══ TEXT TO READ ══

However, to say that a computer stores hexadecimal numbers isn't exactly wrong. Hexadecimal maps groups of 4 bits to a single character which makes it much easier for a person to ready and ultimately type as code. The computer does not store a hexadecimal number in the sense that 0x12AB is written to memory as a 1 and B characters. Rather those characters are sequences of bits like 0001 and 1011 which map to 1 and B respectively. When we ask the computer to retrieve the number, the computer translates the data to whatever format that we want. We can represent the number as hexadecimal, decimal, or even octal. We can write code for "is integer a equal to 15?" using a hexadecimal number (a == 0x0F) or using a decimal number (a == 15). The 0x indicates to the computer that the programmer is writing a hexadecimal number.

Working with Integers

The next function call in main() is intDemo() which I created to show how you would manipulate information that may be given as a complete integer. You will receive some sort of input from an external device, it will be most likely be stored as a binary value, but I am less certain about the data type (the size in bytes of your data) that the microprocessor will provide. An integer is unlikely, however understanding how data is stored as an integer and how to manipulate smaller units of data within the integer will be an important tool.

Representing an Integer

Lines 9 through 14 print out different representations of an integer. The console prints the integer in different formats indicated by the % tags.
There is a call to a function called intToBin() which converts an integer to a string of binary characters; don't worry about how that function works for now just know that there is no native way to produce a bunch of binary digits.

Hexadecimal, like I said before, is simply a mapping of bits to characters. Hexadecimal most easily translates to bits and is the most compact representation of bits.

Decimal numbers, both signed and unsigned, represent bits as a base 10 number comfortably read by humans. You will notice that the signed number is negative while the unsigned number is positive. By default C treats integers as signed, or two's complement, numbers. There is some math behind the encoding of these numbers but suffice to say that signed numbers can be read as negative or positive and the easy way to tell the difference is that the first bit determines the sign of the number. Because 0xD is encoded as 1101 the our number is negative when read as a signed number. An unsigned number takes the same data but does not treat it as a two's complement; unsigned numbers can only be positive. Remember that this is the same data, but the computer is interpreting it differently. Signed and unsigned numbers actually use the same arithmetic functions for addition and subtraction, the computer or programmer simply has to interpret the result as signed or unsigned. For logical bitwise operators, and &, or |, and xor ^ there is no difference between signed and unsigned numbers because these operate on the data as binary information. There is some difference with the bit shift operators >> and <<, my best advice is to declare or cast the variable as an unsigned int before using those operators.

Octal numbers are sets of three binary digits mapped to a character (0 through 7) in stead of the four binary digits used for hexadecimal. You probably won't use this for many applications but know that it exists.

The binary representation takes the 4 bytes of an integer and maps it to 32 bits. You will notice that the binary string is backwards, that is the least significant bit is the leftmost position and the most significant bit is in the rightmost position contrary to how you usually read a number.

═══

# [STATED EXERCISE A]
From the passage on integers, list each logical bitwise operator it names, along with its symbol.

══ STORED RECORDS ══

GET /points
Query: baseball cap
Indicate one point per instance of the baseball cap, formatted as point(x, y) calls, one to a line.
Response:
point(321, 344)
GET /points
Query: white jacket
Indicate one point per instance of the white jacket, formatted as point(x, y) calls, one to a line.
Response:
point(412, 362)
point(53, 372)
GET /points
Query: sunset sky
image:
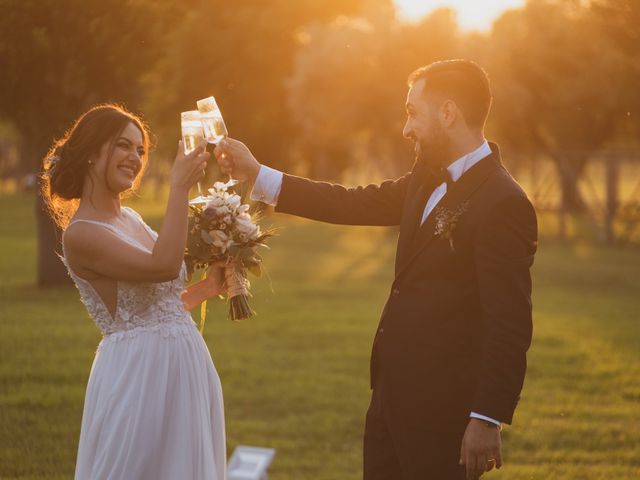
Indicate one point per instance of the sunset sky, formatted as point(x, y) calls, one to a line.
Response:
point(472, 14)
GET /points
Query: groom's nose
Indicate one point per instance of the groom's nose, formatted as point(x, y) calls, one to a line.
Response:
point(407, 132)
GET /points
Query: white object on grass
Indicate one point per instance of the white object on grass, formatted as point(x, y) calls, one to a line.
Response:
point(250, 463)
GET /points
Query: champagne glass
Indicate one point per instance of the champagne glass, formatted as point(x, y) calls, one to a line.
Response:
point(192, 136)
point(214, 127)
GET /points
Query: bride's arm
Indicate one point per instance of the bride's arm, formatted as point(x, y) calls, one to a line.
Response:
point(211, 286)
point(94, 251)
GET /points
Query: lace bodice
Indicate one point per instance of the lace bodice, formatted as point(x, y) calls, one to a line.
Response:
point(141, 305)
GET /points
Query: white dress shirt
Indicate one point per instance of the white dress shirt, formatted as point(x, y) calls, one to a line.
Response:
point(269, 182)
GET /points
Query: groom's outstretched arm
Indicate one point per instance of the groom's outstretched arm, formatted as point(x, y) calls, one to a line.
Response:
point(364, 205)
point(379, 205)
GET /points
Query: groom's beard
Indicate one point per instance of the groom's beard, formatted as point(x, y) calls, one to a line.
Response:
point(433, 152)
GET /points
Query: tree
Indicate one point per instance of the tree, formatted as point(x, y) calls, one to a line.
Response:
point(349, 86)
point(558, 80)
point(242, 54)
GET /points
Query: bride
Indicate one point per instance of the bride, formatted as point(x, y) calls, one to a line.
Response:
point(153, 406)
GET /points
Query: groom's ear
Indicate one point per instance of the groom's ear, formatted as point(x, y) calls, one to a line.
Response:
point(448, 113)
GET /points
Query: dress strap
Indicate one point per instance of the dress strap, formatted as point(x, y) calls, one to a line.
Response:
point(117, 232)
point(96, 222)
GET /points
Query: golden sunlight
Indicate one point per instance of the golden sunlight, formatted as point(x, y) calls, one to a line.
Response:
point(472, 14)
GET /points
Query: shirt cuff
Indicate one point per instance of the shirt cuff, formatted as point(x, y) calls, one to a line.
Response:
point(483, 417)
point(267, 186)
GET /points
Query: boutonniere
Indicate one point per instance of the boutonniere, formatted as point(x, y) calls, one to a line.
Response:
point(447, 221)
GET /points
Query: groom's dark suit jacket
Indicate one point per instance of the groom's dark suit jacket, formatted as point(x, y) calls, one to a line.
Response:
point(457, 324)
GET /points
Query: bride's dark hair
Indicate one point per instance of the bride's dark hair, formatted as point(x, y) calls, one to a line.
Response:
point(67, 162)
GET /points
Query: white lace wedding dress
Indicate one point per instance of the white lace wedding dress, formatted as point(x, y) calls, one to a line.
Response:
point(153, 406)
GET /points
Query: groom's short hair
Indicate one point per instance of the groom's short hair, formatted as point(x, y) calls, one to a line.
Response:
point(463, 81)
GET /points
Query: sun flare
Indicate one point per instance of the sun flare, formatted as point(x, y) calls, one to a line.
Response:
point(472, 14)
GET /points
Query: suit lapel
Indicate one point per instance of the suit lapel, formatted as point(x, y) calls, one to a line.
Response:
point(457, 194)
point(409, 223)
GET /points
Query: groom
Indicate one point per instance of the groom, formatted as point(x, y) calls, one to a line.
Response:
point(449, 354)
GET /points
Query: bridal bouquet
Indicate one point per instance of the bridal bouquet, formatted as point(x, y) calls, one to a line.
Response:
point(221, 229)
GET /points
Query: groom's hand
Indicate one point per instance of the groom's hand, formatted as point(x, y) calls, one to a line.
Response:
point(481, 448)
point(236, 160)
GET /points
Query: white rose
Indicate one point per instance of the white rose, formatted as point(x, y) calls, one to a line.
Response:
point(234, 202)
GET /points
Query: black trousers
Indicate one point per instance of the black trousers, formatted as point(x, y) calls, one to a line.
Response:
point(393, 451)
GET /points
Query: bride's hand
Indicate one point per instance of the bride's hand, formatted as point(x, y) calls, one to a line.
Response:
point(189, 169)
point(211, 286)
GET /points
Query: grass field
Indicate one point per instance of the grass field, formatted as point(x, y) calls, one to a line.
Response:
point(296, 377)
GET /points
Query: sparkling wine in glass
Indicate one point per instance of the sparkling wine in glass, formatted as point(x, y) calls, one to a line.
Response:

═══

# [STATED EXERCISE B]
How many lines of the records contain the string "baseball"? Case counts. Reply with the number only.

# [WORKED SOLUTION A]
and (&), or (|), xor (^)

# [WORKED SOLUTION B]
2